Collected data entries:
Segment Open
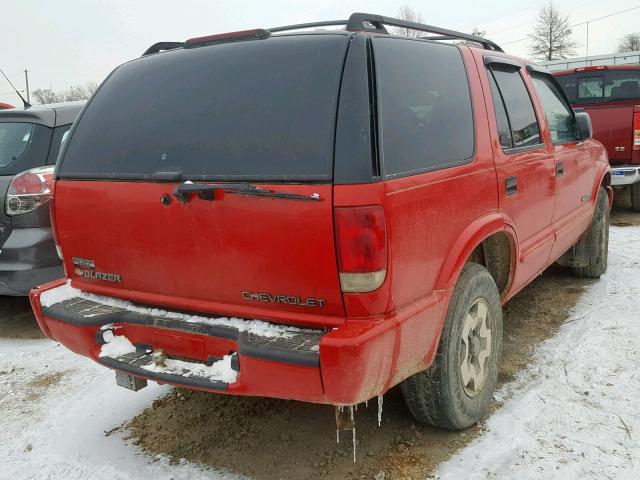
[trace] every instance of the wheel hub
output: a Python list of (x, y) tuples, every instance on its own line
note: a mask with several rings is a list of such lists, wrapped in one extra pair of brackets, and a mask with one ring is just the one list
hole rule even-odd
[(469, 397), (475, 397), (482, 391), (489, 375), (492, 325), (489, 304), (478, 298), (469, 308), (460, 338), (460, 374), (462, 386)]

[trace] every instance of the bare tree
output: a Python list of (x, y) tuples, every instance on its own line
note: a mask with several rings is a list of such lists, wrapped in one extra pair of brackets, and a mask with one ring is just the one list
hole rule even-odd
[[(398, 10), (398, 18), (401, 20), (406, 20), (407, 22), (414, 22), (414, 23), (424, 22), (422, 15), (417, 13), (409, 5), (403, 5), (402, 7), (400, 7), (400, 10)], [(421, 32), (420, 30), (413, 30), (411, 28), (397, 27), (397, 28), (394, 28), (393, 30), (394, 30), (394, 33), (396, 33), (397, 35), (402, 35), (404, 37), (410, 37), (410, 38), (417, 38), (424, 35), (424, 33)]]
[[(485, 30), (480, 30), (478, 27), (473, 27), (473, 30), (471, 30), (471, 35), (474, 37), (484, 38), (486, 34), (487, 32)], [(471, 40), (461, 40), (455, 43), (456, 45), (466, 45), (467, 47), (477, 47), (480, 45), (478, 42), (472, 42)]]
[(542, 7), (531, 39), (531, 54), (539, 60), (558, 60), (575, 54), (576, 42), (571, 40), (569, 15), (563, 16), (553, 2)]
[(618, 40), (616, 53), (637, 52), (640, 50), (640, 33), (629, 33)]
[(73, 102), (76, 100), (88, 100), (97, 88), (97, 82), (89, 81), (85, 82), (82, 85), (69, 87), (66, 90), (61, 90), (59, 92), (54, 92), (50, 88), (39, 88), (37, 90), (34, 90), (32, 94), (36, 101), (40, 104)]

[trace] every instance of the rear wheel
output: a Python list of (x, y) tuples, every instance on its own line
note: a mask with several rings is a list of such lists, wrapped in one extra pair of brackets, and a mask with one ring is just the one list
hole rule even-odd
Segment Closed
Restate each entry word for word; omit the pictures.

* **Exercise answer**
[trace] every instance of the wheel hub
output: a Python list of (x, y) tuples, every instance on its own line
note: a mask with several rings is a list of such lists, wrapped in one extra pair of brackets, and a mask with one ring is just the one list
hole rule even-odd
[(469, 397), (475, 397), (482, 391), (489, 375), (492, 325), (489, 304), (478, 298), (469, 308), (460, 338), (460, 374), (462, 386)]

[trace] every instance of the bare tree
output: a Python list of (x, y) tuples, every instance on its own line
note: a mask with several rings is a list of such lists, wrapped in one extra pair of brackets, and a mask with one ring is just the one list
hole rule even-odd
[[(398, 10), (398, 18), (401, 20), (406, 20), (407, 22), (414, 22), (414, 23), (424, 22), (422, 15), (417, 13), (409, 5), (403, 5), (402, 7), (400, 7), (400, 10)], [(421, 32), (420, 30), (413, 30), (411, 28), (397, 27), (397, 28), (394, 28), (393, 30), (394, 30), (394, 33), (396, 33), (397, 35), (402, 35), (404, 37), (410, 37), (410, 38), (417, 38), (424, 35), (424, 33)]]
[[(485, 30), (480, 30), (478, 27), (473, 27), (473, 30), (471, 30), (471, 35), (474, 37), (484, 38), (486, 34), (487, 32)], [(471, 40), (461, 40), (455, 43), (456, 45), (466, 45), (467, 47), (477, 47), (480, 45), (478, 42), (472, 42)]]
[(542, 7), (531, 39), (531, 54), (539, 60), (558, 60), (575, 54), (576, 42), (571, 40), (569, 15), (563, 16), (553, 2)]
[(618, 40), (616, 53), (637, 52), (640, 50), (640, 33), (629, 33)]
[(73, 102), (76, 100), (88, 100), (97, 88), (97, 82), (89, 81), (85, 82), (82, 85), (69, 87), (66, 90), (61, 90), (59, 92), (54, 92), (50, 88), (39, 88), (37, 90), (34, 90), (32, 94), (36, 101), (40, 104)]

[trace] every instance of the rear wheel
output: a Python list of (x, y) tuples, every instance on its own line
note: a mask with several rings is a list of such lists, wrapped in one extra pair of brackets, and a mask with one ring is just the one list
hole rule even-odd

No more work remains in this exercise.